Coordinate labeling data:
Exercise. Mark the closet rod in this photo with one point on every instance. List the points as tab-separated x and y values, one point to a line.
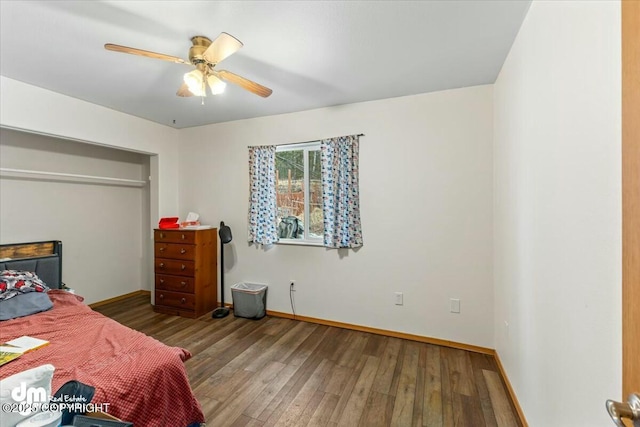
105	179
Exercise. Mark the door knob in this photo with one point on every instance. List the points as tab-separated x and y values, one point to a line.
629	410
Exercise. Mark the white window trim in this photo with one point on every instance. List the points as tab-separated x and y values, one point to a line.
306	147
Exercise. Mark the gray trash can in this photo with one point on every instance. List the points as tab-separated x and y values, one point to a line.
249	300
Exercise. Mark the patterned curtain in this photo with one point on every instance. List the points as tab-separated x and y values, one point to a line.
340	193
262	195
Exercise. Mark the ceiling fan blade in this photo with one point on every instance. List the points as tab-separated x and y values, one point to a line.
223	46
184	91
243	83
148	54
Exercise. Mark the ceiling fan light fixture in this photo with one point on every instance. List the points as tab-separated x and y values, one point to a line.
216	85
194	81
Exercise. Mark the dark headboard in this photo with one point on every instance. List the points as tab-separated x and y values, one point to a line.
43	258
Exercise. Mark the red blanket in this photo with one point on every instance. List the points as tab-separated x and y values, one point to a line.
142	380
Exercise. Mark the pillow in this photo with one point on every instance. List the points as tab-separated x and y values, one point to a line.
15	282
39	377
24	305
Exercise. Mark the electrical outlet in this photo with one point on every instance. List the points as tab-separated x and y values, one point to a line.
398	296
455	305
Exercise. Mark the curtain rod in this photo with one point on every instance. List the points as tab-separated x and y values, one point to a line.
303	142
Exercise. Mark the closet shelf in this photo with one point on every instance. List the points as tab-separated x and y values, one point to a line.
71	177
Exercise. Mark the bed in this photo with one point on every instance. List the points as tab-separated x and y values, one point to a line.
140	379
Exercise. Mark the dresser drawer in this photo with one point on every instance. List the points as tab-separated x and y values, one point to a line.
174	236
175	267
175	283
176	299
175	251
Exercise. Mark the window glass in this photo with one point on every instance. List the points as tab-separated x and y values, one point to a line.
299	193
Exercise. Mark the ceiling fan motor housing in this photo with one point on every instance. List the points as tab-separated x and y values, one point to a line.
200	44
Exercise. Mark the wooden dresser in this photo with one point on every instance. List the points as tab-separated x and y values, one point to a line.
186	271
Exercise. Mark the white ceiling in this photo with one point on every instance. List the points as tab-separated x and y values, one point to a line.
311	53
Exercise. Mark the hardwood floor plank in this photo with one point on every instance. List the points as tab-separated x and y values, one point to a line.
284	346
264	399
405	395
355	405
480	362
378	410
235	405
418	401
276	371
387	368
322	414
293	412
446	395
347	390
501	405
311	408
462	381
432	408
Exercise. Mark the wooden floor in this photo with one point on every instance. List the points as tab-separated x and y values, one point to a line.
289	373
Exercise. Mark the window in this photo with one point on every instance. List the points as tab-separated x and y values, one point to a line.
299	193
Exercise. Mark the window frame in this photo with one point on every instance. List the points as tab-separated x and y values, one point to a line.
305	147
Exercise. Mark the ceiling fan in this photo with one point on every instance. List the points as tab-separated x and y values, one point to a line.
204	55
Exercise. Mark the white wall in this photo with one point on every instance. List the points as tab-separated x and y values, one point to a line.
557	212
26	107
103	227
426	201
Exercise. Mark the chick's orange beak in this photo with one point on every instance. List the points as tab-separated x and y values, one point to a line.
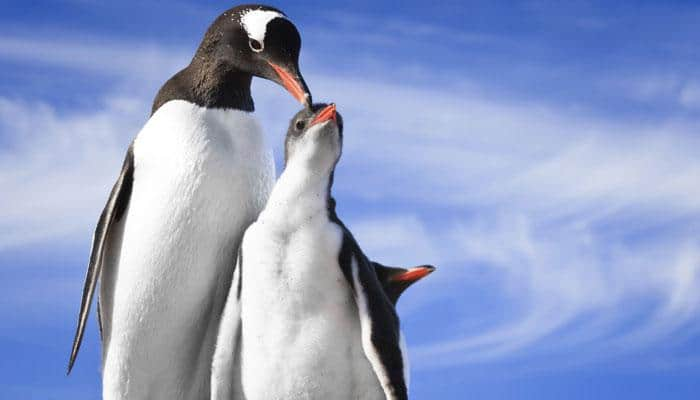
414	274
327	114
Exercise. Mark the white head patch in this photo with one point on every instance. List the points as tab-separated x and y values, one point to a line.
255	22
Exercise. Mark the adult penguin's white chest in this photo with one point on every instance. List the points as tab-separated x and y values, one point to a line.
201	176
300	331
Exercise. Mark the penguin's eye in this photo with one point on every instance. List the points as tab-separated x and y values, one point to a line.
255	45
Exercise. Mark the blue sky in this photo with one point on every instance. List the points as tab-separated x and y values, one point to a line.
545	157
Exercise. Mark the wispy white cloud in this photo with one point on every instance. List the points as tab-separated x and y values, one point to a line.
561	207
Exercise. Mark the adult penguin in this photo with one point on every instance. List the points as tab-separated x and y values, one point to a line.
307	316
194	178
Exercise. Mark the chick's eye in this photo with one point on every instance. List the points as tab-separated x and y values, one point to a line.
255	45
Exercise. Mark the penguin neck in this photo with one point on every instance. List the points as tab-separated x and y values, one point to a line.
208	83
300	194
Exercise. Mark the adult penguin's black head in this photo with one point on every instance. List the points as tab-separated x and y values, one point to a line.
256	40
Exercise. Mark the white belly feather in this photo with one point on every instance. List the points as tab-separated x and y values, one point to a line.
300	336
201	176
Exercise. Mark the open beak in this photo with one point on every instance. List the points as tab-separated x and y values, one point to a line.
414	274
294	83
327	114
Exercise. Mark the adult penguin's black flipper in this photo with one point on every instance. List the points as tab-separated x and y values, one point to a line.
396	280
113	212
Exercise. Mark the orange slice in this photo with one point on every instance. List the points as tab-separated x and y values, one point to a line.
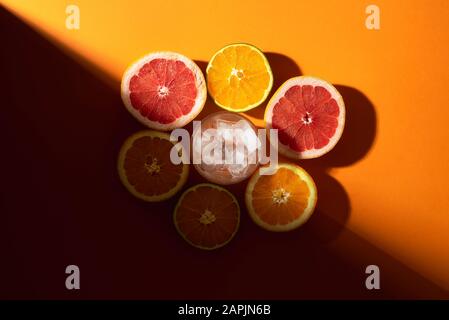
239	77
164	90
207	216
282	201
145	167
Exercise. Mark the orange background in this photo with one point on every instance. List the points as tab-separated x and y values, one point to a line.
393	161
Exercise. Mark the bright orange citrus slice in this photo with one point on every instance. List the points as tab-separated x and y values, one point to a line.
145	167
239	77
282	201
207	216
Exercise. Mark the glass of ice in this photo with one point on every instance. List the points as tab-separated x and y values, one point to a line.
226	145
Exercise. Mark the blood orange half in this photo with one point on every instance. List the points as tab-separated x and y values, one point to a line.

> **TASK**
Where the line containing "Exercise. Mark the adult penguin's black flipper" appears above, start there and set down each line exactly through the last line of the data; leave out every picture.

> **WORKED ANSWER**
Exercise. Mark the adult penguin's black flipper in this photo with one point on every instance. List the points as tab-separated x and y values, one point to a line.
396	280
113	212
Exercise. Mark the orange slice in this photo with one point on every instance. List the points as tab-separated x and y values, one point to a line.
239	77
164	90
207	216
282	201
145	167
Exercise. Mark the orange background in this photo with one point on every instance. List the points as tab-separated x and y values, one point to a line.
393	161
Exercise. Mark the bright orange citrus slice in this photo with one point on every instance. List the points as tab-separated x and y values, one point to a line.
145	167
239	77
282	201
207	216
Exercise. Mark the glass of ice in this photo with one point on every instance. List the points as tab-separated x and y values, one point to a line.
226	145
Exercise. Mark the blood orange half in this photo with one point on every instance. List the points as tab-separated x and y values, one point to a line.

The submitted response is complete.